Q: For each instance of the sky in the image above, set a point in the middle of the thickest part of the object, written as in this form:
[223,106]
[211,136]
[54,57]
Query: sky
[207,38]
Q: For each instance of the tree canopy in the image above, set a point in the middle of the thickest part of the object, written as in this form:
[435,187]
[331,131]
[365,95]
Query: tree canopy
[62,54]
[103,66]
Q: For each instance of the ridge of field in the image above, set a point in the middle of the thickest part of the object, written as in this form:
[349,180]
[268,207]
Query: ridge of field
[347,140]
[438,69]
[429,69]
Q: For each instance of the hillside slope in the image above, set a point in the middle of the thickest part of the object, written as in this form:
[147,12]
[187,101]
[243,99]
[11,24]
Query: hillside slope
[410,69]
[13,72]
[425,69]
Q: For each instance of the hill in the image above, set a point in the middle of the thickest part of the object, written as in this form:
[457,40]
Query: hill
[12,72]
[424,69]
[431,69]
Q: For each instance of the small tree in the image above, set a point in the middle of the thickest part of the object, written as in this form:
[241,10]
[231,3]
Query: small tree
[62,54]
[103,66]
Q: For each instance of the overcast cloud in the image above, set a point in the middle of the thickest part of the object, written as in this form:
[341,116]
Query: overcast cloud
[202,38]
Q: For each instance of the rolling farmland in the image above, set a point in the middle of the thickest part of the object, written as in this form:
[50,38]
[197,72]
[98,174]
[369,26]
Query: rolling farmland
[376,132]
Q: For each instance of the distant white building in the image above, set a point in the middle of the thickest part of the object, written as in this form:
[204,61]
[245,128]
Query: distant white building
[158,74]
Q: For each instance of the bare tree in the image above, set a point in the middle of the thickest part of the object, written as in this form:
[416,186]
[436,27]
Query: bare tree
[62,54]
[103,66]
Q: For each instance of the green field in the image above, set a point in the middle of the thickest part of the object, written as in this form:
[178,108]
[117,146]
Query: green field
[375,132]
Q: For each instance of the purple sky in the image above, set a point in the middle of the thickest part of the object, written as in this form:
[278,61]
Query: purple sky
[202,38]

--- --- ---

-- AIM OF THE EXERCISE --
Keep every word the same and copy out all of the entries.

-- COMPLETED EXERCISE --
Q: For each instance of the sky in the image above, set a point in the middle of the thickest part of the object, written as in this form:
[223,106]
[211,136]
[54,57]
Query: sky
[207,38]
Q: For each instance of the tree canopy in the image above, set a point in the middle of the thickest part of the object, written as in this form:
[435,187]
[331,131]
[365,95]
Query: tree canopy
[62,54]
[103,66]
Q: For each instance of the ridge of field in the image above, set a point in the middle of the thickest part of the object, written as in this form:
[349,180]
[268,207]
Query: ridge of field
[347,140]
[438,69]
[429,69]
Q: For each instance of the hillside slope in the image above, set a point in the middle of the thickest part of the object, written as in this form:
[147,12]
[187,101]
[243,99]
[11,24]
Query: hillside slope
[410,69]
[13,72]
[425,69]
Q: For each instance of the hill in the image above, set a point in the middle of the thickest part of the object, written as in this form:
[457,40]
Query: hill
[12,72]
[424,69]
[431,69]
Q: For each instance of the small tree in the image above, set a point in the middle of the thickest part of the object, written as in this form:
[241,10]
[231,3]
Query: small tree
[62,54]
[103,66]
Q: For each instance of the overcast cloud in the image above, set a point in the middle of the thickest part of the object, written as in this form:
[341,116]
Query: overcast cloud
[202,38]
Q: For each instance of the rolling farmland in the image above, set a point in the middle of the thickest part of the object, written as in this form:
[50,38]
[197,72]
[98,174]
[369,26]
Query: rolling farmland
[376,132]
Q: For each instance of the distant white building in the image above, set a point in the middle of the thickest part of the object, written as in this form:
[204,61]
[245,128]
Query: distant white building
[158,74]
Q: For each instance of the bare tree in the image above, set a point in the middle of the thickest part of the object, written as in this form:
[416,186]
[436,27]
Query: bare tree
[62,54]
[103,66]
Q: For each instance of the green field in the image above, set a point in the middle of the thickest part of the object, written as in this form:
[178,108]
[117,146]
Query: green field
[375,132]
Q: For each instance of the purple sky in the image above, set a point in the middle of the thickest part of the object, written as in this form:
[278,61]
Query: purple sky
[202,38]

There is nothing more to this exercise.